• **What is asked**
Locate every one of the lines below that contains the word "evergreen" with matching case, and copy each of those lines.

• **Source records**
▼▼▼

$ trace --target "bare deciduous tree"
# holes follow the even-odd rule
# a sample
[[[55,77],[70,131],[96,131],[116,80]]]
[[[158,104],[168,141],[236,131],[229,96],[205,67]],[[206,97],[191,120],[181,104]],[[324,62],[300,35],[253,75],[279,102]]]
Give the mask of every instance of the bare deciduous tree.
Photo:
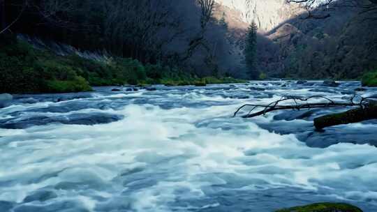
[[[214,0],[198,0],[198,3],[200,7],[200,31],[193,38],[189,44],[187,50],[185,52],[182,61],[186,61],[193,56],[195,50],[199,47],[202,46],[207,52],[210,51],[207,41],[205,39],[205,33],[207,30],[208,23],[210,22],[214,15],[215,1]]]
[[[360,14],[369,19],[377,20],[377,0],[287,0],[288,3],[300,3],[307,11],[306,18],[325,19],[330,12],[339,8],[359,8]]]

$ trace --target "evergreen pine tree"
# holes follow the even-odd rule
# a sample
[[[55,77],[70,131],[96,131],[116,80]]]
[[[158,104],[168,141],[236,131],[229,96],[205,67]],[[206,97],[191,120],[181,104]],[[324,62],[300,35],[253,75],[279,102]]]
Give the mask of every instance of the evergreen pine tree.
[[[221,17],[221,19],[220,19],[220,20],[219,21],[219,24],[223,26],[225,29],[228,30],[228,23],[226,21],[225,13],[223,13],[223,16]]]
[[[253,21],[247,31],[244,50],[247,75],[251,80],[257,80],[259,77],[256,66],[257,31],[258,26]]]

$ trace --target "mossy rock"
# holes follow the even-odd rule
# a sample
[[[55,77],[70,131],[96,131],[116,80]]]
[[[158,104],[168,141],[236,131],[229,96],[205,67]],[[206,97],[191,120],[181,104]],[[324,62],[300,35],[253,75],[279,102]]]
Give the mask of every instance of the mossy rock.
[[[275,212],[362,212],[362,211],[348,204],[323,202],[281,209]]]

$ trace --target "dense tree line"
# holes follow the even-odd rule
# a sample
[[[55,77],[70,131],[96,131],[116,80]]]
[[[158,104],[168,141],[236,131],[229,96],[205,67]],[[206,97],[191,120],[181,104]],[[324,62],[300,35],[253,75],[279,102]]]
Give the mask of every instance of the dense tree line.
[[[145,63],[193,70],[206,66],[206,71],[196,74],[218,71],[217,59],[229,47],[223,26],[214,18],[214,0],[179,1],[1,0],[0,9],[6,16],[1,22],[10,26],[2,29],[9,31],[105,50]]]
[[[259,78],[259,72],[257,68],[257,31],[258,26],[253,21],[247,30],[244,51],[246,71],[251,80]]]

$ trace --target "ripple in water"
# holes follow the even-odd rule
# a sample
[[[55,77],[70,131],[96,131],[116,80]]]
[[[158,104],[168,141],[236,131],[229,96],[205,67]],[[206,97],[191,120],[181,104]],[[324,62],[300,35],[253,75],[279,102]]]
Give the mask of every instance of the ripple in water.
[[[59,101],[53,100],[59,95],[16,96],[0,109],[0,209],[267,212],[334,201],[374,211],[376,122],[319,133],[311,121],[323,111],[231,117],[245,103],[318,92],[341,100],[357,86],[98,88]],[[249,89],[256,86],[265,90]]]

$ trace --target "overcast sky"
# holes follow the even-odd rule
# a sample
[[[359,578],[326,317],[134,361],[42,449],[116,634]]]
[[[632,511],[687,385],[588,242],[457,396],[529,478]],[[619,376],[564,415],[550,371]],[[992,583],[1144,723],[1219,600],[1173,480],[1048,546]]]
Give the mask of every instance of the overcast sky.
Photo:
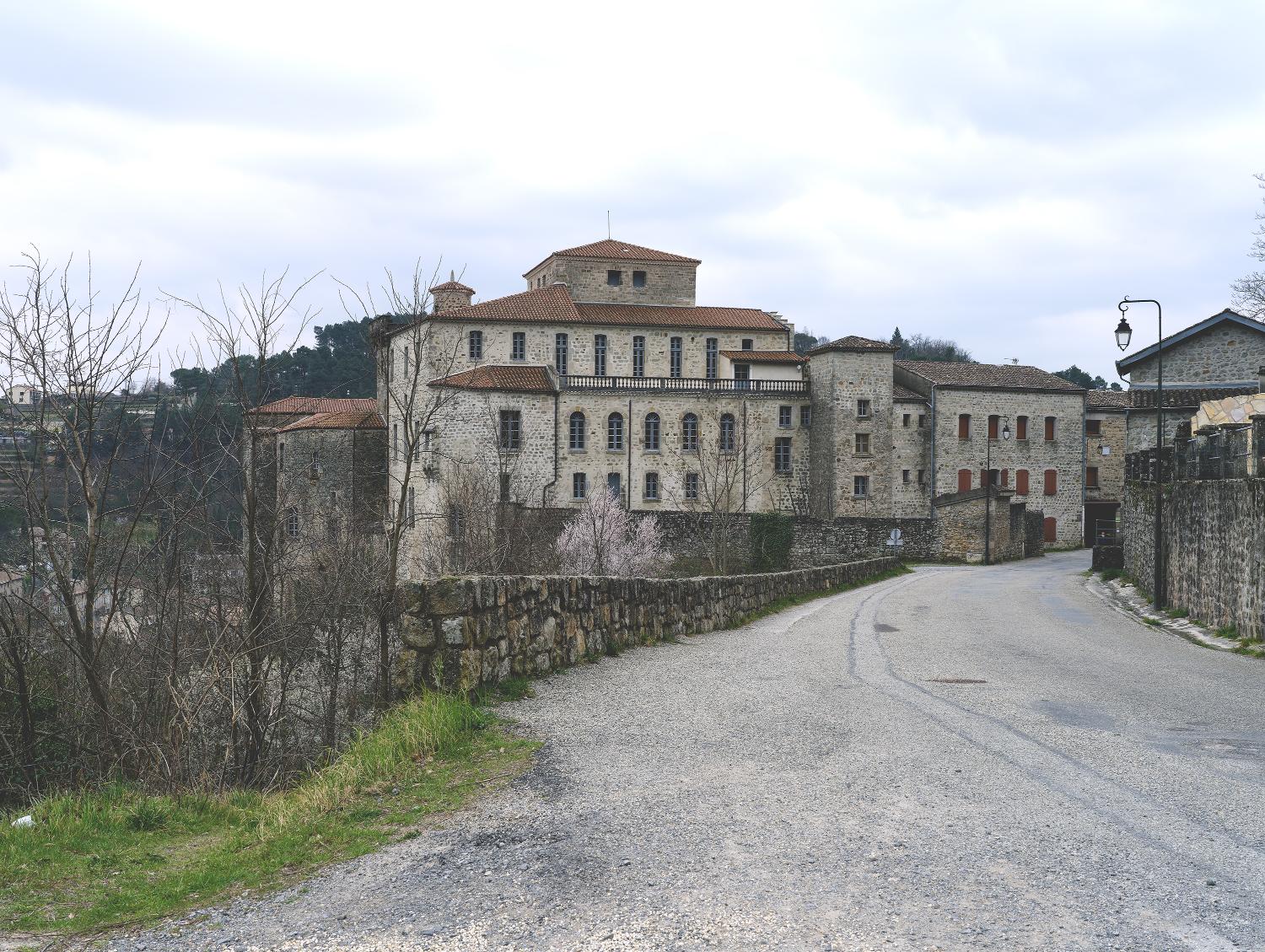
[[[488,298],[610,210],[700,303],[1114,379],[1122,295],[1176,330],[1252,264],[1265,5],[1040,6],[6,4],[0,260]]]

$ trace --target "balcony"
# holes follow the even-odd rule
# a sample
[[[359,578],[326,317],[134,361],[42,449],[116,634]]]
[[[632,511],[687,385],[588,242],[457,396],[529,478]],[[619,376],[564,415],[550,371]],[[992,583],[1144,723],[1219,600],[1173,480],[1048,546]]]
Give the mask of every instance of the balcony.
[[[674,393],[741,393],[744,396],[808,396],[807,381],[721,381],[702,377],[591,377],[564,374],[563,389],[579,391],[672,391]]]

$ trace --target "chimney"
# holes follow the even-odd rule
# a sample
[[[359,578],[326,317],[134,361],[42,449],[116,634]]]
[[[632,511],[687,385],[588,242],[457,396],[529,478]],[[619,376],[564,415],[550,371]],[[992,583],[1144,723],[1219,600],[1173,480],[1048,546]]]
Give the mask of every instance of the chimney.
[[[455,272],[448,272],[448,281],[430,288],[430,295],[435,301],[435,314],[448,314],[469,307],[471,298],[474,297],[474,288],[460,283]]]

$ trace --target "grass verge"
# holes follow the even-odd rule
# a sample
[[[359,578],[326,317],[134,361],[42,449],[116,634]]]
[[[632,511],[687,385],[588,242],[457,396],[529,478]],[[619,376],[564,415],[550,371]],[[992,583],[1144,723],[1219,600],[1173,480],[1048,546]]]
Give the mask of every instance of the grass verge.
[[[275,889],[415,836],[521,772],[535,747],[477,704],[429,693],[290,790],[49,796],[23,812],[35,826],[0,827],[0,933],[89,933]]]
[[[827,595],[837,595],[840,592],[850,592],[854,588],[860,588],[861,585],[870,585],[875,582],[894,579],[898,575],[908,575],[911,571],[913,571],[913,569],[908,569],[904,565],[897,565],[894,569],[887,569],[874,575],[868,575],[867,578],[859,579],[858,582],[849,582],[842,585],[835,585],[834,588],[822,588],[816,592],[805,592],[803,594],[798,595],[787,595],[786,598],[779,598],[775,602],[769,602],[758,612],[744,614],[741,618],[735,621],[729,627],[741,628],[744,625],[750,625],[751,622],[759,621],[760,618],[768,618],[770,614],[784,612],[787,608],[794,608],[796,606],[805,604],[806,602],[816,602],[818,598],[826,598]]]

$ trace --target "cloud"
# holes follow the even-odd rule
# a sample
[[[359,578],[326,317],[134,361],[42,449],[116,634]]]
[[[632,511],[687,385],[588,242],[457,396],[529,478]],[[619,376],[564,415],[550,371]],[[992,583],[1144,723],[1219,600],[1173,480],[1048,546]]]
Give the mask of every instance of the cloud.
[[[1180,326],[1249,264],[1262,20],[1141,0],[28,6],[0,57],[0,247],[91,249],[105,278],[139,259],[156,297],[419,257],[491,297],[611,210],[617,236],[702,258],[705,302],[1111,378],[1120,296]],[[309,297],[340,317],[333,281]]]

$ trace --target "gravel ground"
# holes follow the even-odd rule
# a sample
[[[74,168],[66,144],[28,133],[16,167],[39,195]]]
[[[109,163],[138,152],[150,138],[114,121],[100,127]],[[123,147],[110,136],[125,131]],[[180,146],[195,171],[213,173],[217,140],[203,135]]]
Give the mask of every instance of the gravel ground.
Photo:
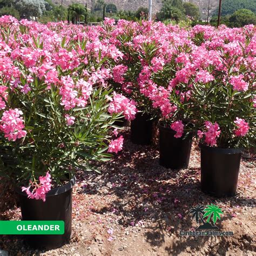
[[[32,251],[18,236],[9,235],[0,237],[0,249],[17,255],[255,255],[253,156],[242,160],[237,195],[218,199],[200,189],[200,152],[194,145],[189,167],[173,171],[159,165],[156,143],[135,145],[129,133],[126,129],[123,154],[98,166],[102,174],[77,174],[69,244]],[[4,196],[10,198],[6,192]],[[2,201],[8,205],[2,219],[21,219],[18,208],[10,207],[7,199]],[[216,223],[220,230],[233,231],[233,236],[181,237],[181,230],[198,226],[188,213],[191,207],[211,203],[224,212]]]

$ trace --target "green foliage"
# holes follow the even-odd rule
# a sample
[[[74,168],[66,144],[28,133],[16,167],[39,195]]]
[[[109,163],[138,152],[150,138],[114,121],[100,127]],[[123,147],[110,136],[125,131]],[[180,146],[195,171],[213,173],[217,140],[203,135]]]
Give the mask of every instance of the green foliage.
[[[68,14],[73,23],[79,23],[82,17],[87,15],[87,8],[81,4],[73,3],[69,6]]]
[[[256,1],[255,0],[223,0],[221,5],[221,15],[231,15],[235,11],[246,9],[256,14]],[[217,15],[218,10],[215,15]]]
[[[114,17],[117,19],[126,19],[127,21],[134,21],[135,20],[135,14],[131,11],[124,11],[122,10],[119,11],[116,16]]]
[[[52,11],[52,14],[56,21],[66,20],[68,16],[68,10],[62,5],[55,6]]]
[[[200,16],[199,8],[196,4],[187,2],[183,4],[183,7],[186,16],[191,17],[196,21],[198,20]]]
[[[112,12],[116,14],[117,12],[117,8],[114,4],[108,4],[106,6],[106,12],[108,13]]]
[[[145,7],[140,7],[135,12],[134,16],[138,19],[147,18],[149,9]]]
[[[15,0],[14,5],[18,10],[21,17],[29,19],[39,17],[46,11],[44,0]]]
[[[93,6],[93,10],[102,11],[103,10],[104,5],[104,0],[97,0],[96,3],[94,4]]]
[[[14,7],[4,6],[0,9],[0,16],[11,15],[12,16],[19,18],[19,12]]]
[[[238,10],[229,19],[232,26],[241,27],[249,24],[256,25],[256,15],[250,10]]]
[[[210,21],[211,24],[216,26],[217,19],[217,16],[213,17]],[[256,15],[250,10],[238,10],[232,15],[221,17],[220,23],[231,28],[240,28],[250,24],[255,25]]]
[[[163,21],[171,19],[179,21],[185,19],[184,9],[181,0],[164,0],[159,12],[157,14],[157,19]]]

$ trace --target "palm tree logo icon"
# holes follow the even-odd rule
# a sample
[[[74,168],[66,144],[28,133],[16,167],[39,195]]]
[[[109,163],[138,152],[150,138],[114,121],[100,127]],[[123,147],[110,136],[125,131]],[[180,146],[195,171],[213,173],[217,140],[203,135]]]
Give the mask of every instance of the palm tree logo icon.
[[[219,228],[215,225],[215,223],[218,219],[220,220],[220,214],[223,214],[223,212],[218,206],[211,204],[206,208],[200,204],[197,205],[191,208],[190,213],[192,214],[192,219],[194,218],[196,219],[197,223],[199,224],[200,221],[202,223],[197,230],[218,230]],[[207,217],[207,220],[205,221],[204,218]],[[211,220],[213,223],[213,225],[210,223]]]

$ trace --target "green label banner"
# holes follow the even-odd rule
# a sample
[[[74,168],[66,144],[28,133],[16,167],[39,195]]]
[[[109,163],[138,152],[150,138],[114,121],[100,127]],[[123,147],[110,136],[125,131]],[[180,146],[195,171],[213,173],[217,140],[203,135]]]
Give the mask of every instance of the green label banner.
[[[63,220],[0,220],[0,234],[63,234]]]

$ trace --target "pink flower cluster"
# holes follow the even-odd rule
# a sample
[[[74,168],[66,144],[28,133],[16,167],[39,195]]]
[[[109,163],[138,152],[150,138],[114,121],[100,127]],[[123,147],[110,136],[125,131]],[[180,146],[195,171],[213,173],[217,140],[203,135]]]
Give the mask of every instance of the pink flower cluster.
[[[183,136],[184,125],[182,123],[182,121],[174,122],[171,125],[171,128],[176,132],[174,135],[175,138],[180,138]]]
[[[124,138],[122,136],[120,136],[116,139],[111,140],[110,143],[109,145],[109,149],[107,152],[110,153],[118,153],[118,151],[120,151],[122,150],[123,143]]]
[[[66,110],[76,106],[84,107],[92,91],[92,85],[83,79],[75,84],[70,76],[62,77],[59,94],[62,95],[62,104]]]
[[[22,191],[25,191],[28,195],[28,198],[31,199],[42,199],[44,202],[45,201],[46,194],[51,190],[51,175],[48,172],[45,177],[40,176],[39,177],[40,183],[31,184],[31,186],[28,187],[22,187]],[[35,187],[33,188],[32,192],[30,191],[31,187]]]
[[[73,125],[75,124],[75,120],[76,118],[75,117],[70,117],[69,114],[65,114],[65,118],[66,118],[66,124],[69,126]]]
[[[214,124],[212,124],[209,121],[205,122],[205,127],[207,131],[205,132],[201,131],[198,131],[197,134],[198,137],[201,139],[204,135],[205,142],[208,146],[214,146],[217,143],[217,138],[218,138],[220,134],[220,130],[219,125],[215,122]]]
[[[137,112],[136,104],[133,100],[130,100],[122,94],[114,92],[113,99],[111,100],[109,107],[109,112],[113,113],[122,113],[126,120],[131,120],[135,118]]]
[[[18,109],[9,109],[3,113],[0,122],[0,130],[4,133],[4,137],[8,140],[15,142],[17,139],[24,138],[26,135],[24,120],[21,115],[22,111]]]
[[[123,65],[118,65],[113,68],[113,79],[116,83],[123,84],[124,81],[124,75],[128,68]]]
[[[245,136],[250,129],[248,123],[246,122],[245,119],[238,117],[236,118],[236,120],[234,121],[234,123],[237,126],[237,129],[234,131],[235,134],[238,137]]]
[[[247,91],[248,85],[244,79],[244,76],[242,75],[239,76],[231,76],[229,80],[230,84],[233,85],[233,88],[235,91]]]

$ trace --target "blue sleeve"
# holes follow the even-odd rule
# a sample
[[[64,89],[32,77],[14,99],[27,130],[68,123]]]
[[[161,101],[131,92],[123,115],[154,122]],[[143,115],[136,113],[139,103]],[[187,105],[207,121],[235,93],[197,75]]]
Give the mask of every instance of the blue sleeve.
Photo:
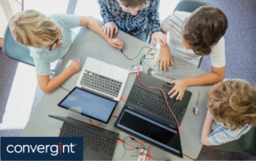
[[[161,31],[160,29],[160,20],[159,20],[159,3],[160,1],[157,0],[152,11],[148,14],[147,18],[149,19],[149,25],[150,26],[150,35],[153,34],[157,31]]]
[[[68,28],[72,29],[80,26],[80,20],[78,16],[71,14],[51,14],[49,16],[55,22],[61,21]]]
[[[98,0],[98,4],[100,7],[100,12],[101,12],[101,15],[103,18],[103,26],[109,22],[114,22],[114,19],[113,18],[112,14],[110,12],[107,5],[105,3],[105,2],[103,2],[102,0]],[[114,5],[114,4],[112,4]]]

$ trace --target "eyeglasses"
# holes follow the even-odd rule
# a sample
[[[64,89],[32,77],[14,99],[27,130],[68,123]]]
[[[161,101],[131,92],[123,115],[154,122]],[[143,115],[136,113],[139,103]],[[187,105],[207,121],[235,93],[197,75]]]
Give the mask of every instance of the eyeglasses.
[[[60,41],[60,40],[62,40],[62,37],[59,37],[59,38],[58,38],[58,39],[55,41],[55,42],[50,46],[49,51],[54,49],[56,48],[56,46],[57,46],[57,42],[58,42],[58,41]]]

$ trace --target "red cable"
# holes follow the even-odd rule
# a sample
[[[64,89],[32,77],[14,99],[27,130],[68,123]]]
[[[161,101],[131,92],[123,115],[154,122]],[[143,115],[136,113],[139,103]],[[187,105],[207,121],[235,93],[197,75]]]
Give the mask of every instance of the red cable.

▲▲▲

• **Solution to the exercise**
$ trace --target "evergreen pine tree"
Give the mask of every instance of the evergreen pine tree.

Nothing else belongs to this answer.